PAGE EXCERPT Block Start

While Barry Lopez might not exactly be a household name in Charleston, he’s regarded by many to be one of the finest living writers on the topic of nature and human interaction. Based on his dozen-plus visits to Canada’s far north, his 1986 book Arctic Dreams painted a picture of a world very few have ever seen, a frozen world filled with beluga whales and polar bears. The tome won him the National Book Award. Crossing Open Ground about his travels in Alaska and the American Southwest and The Rediscovery of America secured his place as a socially conscious writer.
Now Lopez comes to Charleston to talk about birds. His message? “You can’t micromanage nature,” Lopez says.
“The idea that you’re going to do this and this, and the world is going to be better for birds, this is not going to happen,” he adds. “What I want to look at is, why do we do it? Why do we have such regard for people who do conservation work?
Lopez thinks one reason we do is because conservationists are acting out for the rest of us what it means to be compassionate in the modern world. “The question of whether or not you ‘save the birds’ is not really the question,” he says. “The question is, ‘How can we heal? How can humanity heal itself?’ We’re a source of abuse for the rest of the world now. How can we change that?”
The irony of Lopez’s career lies in the titles he’s been given. He’s been called a naturalist and an environmentalist, but the truth is he never even took a biology class. “Not even in high school,” he says. Instead, the writer grew up in Southern California before his family moved to New York City. That abrupt shift was the early catalyst for his interest in the natural world.
“That visceral exposure to the non-human world and un-investigated landscape were big things for me when I was young,” he says. “And then my family suddenly moved to New York City, so I was immersed in an urban environment, and within a high-powered prep school, and I got a lot of intellectual stimulation. All of which generated historical perspective around issues of social justice. But the material I kept going back to were the emotional and psychological experiences of being in the so-called natural world.”
Trying to work out the puzzle of living a manufactured existence, Lopez turned to words. “Since I didn’t major in history or physics, but English, language was the way I began to figure this out or addressed these large-scale issues of social justice,” he says. For Lopez, his interest in social justice naturally intersected with the other elements of his life, and the larger world around him. Such was the case with his breakout nonfiction book, Of Wolves and Men, published in 1979. In the book Lopez argued for the need of wolves in the world and launched his ecology-focused writing career.
“I want to look at the human community,” Lopez says, “and talk about what is this relationship between this group of us, Homo sapiens, living in a modern time and living in isolation from a lot of the people that I apprenticed myself to, Eskimos and aboriginal people in Australia and tribal people in Africa. Here’s an organism, Homo sapiens, and the question might be, ‘Will this organism survive?'”

PAGE EXCERPT Block End

*WORK INSTRUCTIONS*
A - Answer each question from the Barry Lopez profile, one per line:
(i) What prize did Arctic Dreams win?
(ii) Where did Lopez grow up before his family moved to New York City?
(iii) In what year was Of Wolves and Men published?
B - Reproduce the passage of the Barry Lopez profile starting at "Lopez thinks one" and ending at "the natural world.".
The records have no connection to the Barry Lopez profile.

EXTRACTED INFORMATION Block Start

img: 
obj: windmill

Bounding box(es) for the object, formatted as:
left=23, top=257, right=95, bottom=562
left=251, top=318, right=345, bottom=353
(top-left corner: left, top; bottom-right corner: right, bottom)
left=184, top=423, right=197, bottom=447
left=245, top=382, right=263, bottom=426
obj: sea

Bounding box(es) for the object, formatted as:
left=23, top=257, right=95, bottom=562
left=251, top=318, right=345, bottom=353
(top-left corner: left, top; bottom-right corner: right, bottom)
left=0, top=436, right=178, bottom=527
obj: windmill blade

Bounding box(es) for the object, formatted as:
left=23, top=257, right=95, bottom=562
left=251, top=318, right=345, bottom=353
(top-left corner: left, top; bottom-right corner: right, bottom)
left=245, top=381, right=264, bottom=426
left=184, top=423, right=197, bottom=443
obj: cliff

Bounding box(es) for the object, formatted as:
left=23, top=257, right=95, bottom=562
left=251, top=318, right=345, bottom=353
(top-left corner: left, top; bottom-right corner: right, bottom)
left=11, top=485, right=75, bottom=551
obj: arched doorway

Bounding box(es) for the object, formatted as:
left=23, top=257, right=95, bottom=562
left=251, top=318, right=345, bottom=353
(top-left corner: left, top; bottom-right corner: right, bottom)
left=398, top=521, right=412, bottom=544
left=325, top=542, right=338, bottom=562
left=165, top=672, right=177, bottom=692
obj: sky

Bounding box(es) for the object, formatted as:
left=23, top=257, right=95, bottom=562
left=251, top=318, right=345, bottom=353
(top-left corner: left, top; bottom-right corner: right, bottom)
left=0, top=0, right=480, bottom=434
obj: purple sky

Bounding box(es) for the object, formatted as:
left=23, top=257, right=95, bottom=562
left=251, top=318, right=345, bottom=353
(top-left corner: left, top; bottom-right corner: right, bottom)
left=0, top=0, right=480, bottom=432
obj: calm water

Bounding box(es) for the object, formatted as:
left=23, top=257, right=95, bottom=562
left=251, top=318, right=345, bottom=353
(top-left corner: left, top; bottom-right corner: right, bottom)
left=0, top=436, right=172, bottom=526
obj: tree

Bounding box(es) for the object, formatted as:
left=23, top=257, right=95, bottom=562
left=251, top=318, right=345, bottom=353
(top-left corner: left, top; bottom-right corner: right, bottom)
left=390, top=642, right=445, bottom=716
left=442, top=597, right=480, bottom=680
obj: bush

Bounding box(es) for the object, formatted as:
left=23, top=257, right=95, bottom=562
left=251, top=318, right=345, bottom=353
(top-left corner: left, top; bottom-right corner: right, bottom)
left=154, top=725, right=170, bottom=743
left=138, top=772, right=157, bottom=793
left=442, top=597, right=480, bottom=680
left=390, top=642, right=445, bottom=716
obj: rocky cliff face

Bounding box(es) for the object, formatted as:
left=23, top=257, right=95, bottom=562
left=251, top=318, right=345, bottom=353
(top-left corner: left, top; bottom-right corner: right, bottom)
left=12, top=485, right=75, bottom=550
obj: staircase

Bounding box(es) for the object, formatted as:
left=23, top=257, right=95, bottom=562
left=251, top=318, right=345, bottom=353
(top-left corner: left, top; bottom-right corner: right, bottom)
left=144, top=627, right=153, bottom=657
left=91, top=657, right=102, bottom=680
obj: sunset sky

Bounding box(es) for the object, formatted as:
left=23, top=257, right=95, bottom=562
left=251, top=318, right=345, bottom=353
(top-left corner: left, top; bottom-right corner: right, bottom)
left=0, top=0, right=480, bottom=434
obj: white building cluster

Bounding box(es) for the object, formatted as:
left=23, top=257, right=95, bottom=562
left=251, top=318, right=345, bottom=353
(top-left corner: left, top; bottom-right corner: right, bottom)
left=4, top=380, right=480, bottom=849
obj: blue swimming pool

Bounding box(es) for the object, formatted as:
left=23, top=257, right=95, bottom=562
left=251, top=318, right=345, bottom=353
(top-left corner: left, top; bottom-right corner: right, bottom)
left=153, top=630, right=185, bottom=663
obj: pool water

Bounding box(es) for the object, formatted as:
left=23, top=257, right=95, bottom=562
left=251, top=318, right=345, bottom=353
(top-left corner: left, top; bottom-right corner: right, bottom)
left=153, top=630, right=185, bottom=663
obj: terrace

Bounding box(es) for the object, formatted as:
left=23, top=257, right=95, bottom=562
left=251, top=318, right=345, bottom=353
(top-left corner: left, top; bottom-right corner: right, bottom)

EXTRACTED INFORMATION Block End

*SOLUTION SET*
A -
(i) The National Book Award
(ii) Southern California
(iii) 1979

B -
Lopez thinks one reason we do is because conservationists are acting out for the rest of us what it means to be compassionate in the modern world. “The question of whether or not you ‘save the birds’ is not really the question,” he says. “The question is, ‘How can we heal? How can humanity heal itself?’ We’re a source of abuse for the rest of the world now. How can we change that?”
The irony of Lopez’s career lies in the titles he’s been given. He’s been called a naturalist and an environmentalist, but the truth is he never even took a biology class. “Not even in high school,” he says. Instead, the writer grew up in Southern California before his family moved to New York City. That abrupt shift was the early catalyst for his interest in the natural world.